TEXTE FOURNI —
"""
Alors oui, la puissance fantasmatique de l’Occident est telle que dans ces populations lointaines, perdues aux frontières des multiples oppressions, cet Occident peut apparaître un paradis, peut motiver qu’on fasse mal « pour le bien de sa famille », un mal présent en vue d’un bien futur, comme le proposaient dans l’antiquité les stoïciens… tout cela n’est pas neuf.
Je voudrais terminer ce long préambule nécessaire pour comprendre les enjeux de cette œuvre, par une anecdote personnelle. J’ai vécu mon enfance avec le mythe américain, westerns triomphalistes, sauvetage de l’Europe, lutte contre les vilains soviétiques. A 14 ans (en 1967), j’ai fait avec ma famille un voyage aux USA et au Canada, à commencer par New YorK Imaginez la fascination et l’excitation d’un ado de 14 ans à une époque où l’on voyageait bien moins et en tous cas moins loin qu’aujourd’hui. J’allais donc visiter en quelque sorte le paradis tant vanté par le cinéma et mes mythes d’enfance qui tous procédaient des USA, à commencer par le monde de Disney.
Dans le bus d’excursion à New York, nous avons traversé l’Harlem d’alors avec interdiction de descendre, de photographier ou d’y retourner par nos propres moyens. Et puis nous avons traversé aussi vers la pointe de Manhattan une avenue, Bowery, aujourd’hui gentrifiée, qui était à l’époque une sorte d’univers-ghetto hallucinant, de territoire d’immondices humains que j’aurais eu peine à imaginer si je ne l’avais pas vu : sur des kilomètres, des centaines et des centaines de clochards, ravagés, des êtres étendus au sol, qu’on pouvait penser morts, une misère insupportable, exposée, livrée à la rue, une rue impraticable à n’importe qui au quotidien que je n’aurais jamais même pu concevoir, cela à New York, la métropole mondiale, le modèle à suivre… le paradis.
Ces images que j’ai encore en tête ont beaucoup relativisé mon idée du paradis américain et du paradis sur terre. Comment était-il possible que ce qu’on nous vendait comme le modèle vers lequel tendre pût permettre un spectacle pareil de déchéance, d’inhumanité, de mort ?

Kartak Karagedik (Haydar), Rihab Chaïeb (Meryaem)

À son niveau, Haydar rêve de paradis où tout est donné, tout est facile, et où il réunirait dans la quiétude retrouvée sa famille dans un monde sans angoisse

« Une ile paresseuse où la nature donne
Des arbres singuliers et des fruits savoureux »
Charles Baudelaire Parfum exotique

Gagner son paradis, voilà ce à quoi rêve le héros de cette histoire, avec l’idée que pour le gagner, il faut souffrir, et donc l’acceptation a priori de la souffrance. Toujours le mal présent en vue du bien futur
Cette histoire nous raconte le passage de l’acceptation a priori de la souffrance au constat a posteriori que le paradis n’existe pas sur terre.

Peut-on accuser des êtres d’avoir des rêves sur cette terre ? J’aime le concept de Terre-patrie développé par Edgar Morin, car il élimine d’emblée la triste notion de frontière, inventée par les hommes, au nom de la tribu, de la propriété, du ceci est à moi et surtout de la fausse sécurité de l’entre soi.  Il affirme que l’homme sur terre est partout chez lui.
"""
CONSIGNES —
a. D'après le texte sur le mythe du paradis, en quelle année a eu lieu le voyage aux États-Unis et au Canada raconté dans l'anecdote personnelle ?
b. Reprenez le texte sur le mythe du paradis après sa dernière phrase et prolongez-le.

DONNÉES FOURNIES —
"""
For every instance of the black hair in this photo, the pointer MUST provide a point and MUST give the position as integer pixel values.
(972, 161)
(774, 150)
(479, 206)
"""
CORRIGÉ DES EXERCICES —
a. Ce voyage a eu lieu en 1967.

b.
Alors toute cette complexité, tout cet arrière-fond qui nous contraint à méditer, nous parle : il était inutile d’en souligner l’existence, tout est sous-jacent dans ce choix de souffrance, de tout départ vers l’exil, une souffrance morale certes, mais aussi physique, à peine soupçonnable : il suffit d’entendre aujourd’hui les jeunes mineurs isolés arrivés en Europe raconter leur histoire souvent éberluante pour s’en persuader.
Nous, nous fûmes tous atteints par la photo d’Eylan, spectateurs impuissants de ces drames répétés (inutile d’en trouver des exemples, il y en a chaque semaine), mort pour avoir voulu lui aussi croire au paradis. La mort du petit Mehmet-Ali dans cette œuvre a replacé l’histoire d’Eylan dans les têtes. Mais de ces émotions fortes, que reste-t-il quand les morts en Méditerranée ou en Manche, voire au large des Canaries continuent d’alimenter la chronique ? Nos émotions sont vives et réelles, mais elles sont passagères, dans un monde qui cultive l’émotion plus que la réflexion. Les émotions ne sont pas des leçons.

 

Ainsi cet opéra est-il à la fois parabolique d’une situation que nous ne connaissons que trop, depuis que nos œuvres directes ou indirectes, en Afrique, au Proche Orient et ailleurs ont précipité sur les routes des populations entières.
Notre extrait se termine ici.